- Task requirements
Repeat, exactly and completely, the entries shown underneath.

#### Source data

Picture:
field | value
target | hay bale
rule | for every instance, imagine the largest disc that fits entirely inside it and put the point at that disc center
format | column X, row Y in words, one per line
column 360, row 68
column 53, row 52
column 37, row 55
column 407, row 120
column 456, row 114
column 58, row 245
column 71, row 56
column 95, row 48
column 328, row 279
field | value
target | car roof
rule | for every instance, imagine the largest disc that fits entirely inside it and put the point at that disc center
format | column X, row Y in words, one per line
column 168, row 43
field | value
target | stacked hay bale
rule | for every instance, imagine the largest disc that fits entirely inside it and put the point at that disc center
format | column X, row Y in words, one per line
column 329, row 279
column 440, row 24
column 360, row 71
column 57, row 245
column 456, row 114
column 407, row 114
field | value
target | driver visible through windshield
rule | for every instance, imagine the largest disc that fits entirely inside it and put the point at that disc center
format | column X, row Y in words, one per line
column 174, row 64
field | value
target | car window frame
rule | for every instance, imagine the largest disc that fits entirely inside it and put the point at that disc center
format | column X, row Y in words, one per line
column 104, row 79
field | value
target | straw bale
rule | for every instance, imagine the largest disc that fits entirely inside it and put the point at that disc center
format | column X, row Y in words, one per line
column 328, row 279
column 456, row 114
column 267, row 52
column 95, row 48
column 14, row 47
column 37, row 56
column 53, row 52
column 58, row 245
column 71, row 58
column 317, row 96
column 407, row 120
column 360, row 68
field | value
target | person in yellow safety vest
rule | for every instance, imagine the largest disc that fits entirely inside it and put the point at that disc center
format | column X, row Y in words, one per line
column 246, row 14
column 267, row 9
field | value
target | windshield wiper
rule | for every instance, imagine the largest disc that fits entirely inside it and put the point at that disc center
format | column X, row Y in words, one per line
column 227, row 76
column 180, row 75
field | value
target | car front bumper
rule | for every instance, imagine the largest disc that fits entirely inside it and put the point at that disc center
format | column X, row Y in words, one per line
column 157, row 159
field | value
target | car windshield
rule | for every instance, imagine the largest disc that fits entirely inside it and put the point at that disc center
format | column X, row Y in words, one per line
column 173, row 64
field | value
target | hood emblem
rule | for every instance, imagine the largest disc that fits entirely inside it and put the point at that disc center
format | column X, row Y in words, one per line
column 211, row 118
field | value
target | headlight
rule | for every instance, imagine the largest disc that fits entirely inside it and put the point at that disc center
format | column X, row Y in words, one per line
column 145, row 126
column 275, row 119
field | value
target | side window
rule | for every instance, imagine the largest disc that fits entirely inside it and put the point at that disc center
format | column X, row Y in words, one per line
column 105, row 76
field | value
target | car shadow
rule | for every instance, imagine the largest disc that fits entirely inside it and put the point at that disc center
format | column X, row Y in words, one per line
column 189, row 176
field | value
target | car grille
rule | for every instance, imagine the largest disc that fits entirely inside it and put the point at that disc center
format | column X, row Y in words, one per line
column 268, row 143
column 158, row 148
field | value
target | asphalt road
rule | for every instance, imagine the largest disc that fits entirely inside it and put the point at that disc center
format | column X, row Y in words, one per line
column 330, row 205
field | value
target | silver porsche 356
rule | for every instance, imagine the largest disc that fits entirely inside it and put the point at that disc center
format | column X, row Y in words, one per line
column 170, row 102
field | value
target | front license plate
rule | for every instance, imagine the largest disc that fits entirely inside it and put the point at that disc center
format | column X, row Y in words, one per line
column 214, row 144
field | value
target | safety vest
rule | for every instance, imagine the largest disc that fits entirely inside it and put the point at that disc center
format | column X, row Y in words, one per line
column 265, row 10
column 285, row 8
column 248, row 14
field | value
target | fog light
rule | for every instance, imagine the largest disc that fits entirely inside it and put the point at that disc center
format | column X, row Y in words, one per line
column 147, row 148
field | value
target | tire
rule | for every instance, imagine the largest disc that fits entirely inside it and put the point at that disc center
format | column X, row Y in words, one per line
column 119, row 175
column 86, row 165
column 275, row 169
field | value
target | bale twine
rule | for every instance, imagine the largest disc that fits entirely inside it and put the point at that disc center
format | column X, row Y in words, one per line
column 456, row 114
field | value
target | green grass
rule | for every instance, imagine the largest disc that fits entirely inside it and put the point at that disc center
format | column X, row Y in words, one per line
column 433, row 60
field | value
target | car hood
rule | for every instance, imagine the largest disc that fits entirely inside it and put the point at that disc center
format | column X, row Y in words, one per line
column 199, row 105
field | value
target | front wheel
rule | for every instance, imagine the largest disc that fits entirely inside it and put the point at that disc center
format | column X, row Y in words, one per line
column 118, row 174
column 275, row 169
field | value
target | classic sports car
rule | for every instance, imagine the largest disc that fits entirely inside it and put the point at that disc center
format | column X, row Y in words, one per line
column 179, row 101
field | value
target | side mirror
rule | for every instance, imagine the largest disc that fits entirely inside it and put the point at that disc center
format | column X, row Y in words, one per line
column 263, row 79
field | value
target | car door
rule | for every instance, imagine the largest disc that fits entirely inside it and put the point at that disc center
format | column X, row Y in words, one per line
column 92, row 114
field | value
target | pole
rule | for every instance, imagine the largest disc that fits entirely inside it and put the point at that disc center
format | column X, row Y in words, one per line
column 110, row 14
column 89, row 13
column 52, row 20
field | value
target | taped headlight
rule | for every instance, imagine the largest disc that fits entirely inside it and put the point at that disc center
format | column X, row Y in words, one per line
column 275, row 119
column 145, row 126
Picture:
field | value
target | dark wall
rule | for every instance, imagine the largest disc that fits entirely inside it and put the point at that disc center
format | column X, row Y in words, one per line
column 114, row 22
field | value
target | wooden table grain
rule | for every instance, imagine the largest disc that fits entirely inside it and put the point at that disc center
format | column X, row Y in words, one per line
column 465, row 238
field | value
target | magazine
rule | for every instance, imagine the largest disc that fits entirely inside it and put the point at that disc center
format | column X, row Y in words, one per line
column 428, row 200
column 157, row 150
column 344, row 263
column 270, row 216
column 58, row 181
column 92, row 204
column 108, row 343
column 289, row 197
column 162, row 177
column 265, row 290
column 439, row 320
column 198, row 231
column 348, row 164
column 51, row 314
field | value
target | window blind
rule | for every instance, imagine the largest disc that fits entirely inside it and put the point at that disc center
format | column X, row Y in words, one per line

########

- Result for this exercise
Picture:
field | value
target | hay bale
rule | for every instance, imagine the largest disc that fits entirely inside it and put the point at that disc center
format | column X, row Y in words, one per line
column 360, row 68
column 53, row 52
column 37, row 55
column 407, row 120
column 456, row 114
column 58, row 245
column 71, row 56
column 95, row 48
column 328, row 279
field | value
target | car roof
rule | for every instance, imagine the largest disc that fits entirely inside it and put the point at that disc center
format | column X, row Y in words, one per line
column 168, row 43
field | value
target | stacked hay bale
rule | for every instance, imagine the largest disc that fits entirely inside it and put the point at that disc center
format | column X, row Y in words, one per line
column 329, row 279
column 440, row 24
column 360, row 71
column 57, row 245
column 456, row 114
column 407, row 114
field | value
target | driver visible through windshield
rule | for every instance, imagine the largest disc that fits entirely inside it and put the point at that disc center
format | column X, row Y in words, one per line
column 174, row 64
field | value
target | car window frame
rule | for every instance, imagine the largest disc that fits entirely inside it and put the point at that disc center
format | column X, row Y in words, one per line
column 104, row 79
field | value
target | straw bale
rule | for every instance, imagine the largest disc that fits entirely inside it and put the point at that disc center
format | column X, row Y in words, one per line
column 328, row 279
column 456, row 114
column 267, row 52
column 95, row 48
column 14, row 47
column 37, row 56
column 53, row 52
column 58, row 245
column 71, row 58
column 317, row 96
column 407, row 120
column 360, row 68
field | value
target | person in yellow safety vest
rule | for every instance, imagine the largest disc that fits entirely inside it and put the point at that disc center
format | column X, row Y in words, one per line
column 246, row 14
column 267, row 9
field | value
target | windshield wiper
rule | for every instance, imagine the largest disc that fits entirely inside it and put the point at that disc center
format | column X, row Y in words, one per line
column 227, row 76
column 180, row 75
field | value
target | car front bumper
rule | for every instance, imagine the largest disc that fits entirely inside it and put the point at that disc center
format | column X, row Y in words, one per line
column 157, row 159
field | value
target | car windshield
rule | for every instance, imagine the largest disc that fits entirely inside it and put the point at that disc center
format | column X, row Y in words, one per line
column 173, row 64
field | value
target | hood emblem
rule | for every instance, imagine the largest disc that fits entirely inside it and put the point at that disc center
format | column X, row Y in words, one per line
column 211, row 118
field | value
target | headlight
rule | for every instance, imagine the largest disc that fits entirely inside it and put the point at that disc center
format | column X, row Y in words, one per line
column 145, row 126
column 275, row 119
field | value
target | side window
rule | for every instance, imagine the largest disc that fits entirely inside it and put the point at that disc center
format | column X, row Y in words, one per line
column 105, row 76
field | value
target | car shadow
rule | for every instance, imagine the largest disc that fits entirely inside it and put the point at that disc center
format | column X, row Y in words, one per line
column 189, row 176
field | value
target | car grille
rule | for every instance, imagine the largest disc that fits entirely inside it and put the point at that disc center
format | column X, row Y in words, one per line
column 268, row 143
column 158, row 148
field | value
target | asphalt road
rule | for every instance, imagine the largest disc that fits entirely inside it and put the point at that disc center
format | column X, row Y in words, one per line
column 330, row 205
field | value
target | silver porsche 356
rule | for every instance, imagine the largest disc that fits entirely inside it and put the point at that disc center
format | column X, row Y in words, one per line
column 170, row 102
field | value
target | front license plate
rule | for every instance, imagine the largest disc that fits entirely inside it and put the point at that disc center
format | column X, row Y in words, one per line
column 214, row 144
field | value
target | safety vest
rule | for every instance, imagine the largest disc that fits entirely inside it and put the point at that disc center
format | column X, row Y in words, one per line
column 265, row 10
column 285, row 8
column 248, row 14
field | value
target | fog light
rule | for every instance, imagine the largest disc that fits entirely inside it and put the point at that disc center
format | column X, row Y in words, one per line
column 147, row 148
field | value
target | tire
rule | for every instance, imagine the largest disc that fits entirely inside it and put the point at that disc center
format | column X, row Y in words, one per line
column 119, row 175
column 86, row 165
column 275, row 169
field | value
target | bale twine
rule | for every instance, imagine the largest disc that fits entirely inside it and put the point at that disc center
format | column X, row Y in words, one per line
column 456, row 114
field | value
target | green grass
rule | for every instance, imagine the largest disc that fits entirely inside it and put the point at that disc center
format | column X, row Y in words, one per line
column 433, row 60
field | value
target | car hood
rule | for every instance, imagine the largest disc that fits entirely inside it and put the point at that disc center
format | column X, row Y in words, one per line
column 199, row 105
field | value
target | front wheel
rule | for every instance, imagine the largest disc that fits entirely inside it and put the point at that disc center
format | column X, row Y in words, one per line
column 118, row 174
column 275, row 169
field | value
target | classic sports car
rule | for every instance, imagine the largest disc that fits entirely inside it and put the point at that disc center
format | column X, row Y in words, one per line
column 179, row 101
field | value
target | side mirror
rule | for every instance, imagine the largest disc that fits entirely inside it and put the point at that disc center
format | column X, row Y in words, one per line
column 263, row 79
field | value
target | car door
rule | for every instance, imagine the largest disc that fits entirely inside it and put the point at that disc center
format | column X, row Y in words, one per line
column 92, row 114
field | value
target | pole
rule | for every instance, imagine the largest disc that fits entirely inside it and put the point at that disc center
format | column X, row Y in words, one per line
column 110, row 14
column 89, row 13
column 52, row 20
field | value
target | taped headlight
rule | for every instance, imagine the largest disc that fits entirely inside it and put the point at that disc center
format | column X, row Y in words, one per line
column 275, row 119
column 145, row 126
Picture:
field | value
target | dark wall
rule | for every instance, imagine the largest disc that fits entirely inside it and put the point at that disc center
format | column X, row Y in words, one per line
column 114, row 22
field | value
target | wooden table grain
rule | for every instance, imagine the largest disc that fits entirely inside it and put the point at that disc center
format | column X, row Y in words, one per line
column 465, row 238
field | value
target | magazine
rule | for every instance, imagine the largest disc that fits entirely inside it and put the point at that disc center
format | column X, row Y in words, one per line
column 428, row 200
column 157, row 150
column 344, row 263
column 270, row 216
column 58, row 181
column 92, row 204
column 108, row 343
column 289, row 197
column 162, row 177
column 265, row 290
column 439, row 320
column 198, row 231
column 348, row 164
column 51, row 314
field | value
target | window blind
rule | for every instance, imagine the largest disc that fits entirely inside it and put the point at that disc center
format | column X, row Y in words, one per line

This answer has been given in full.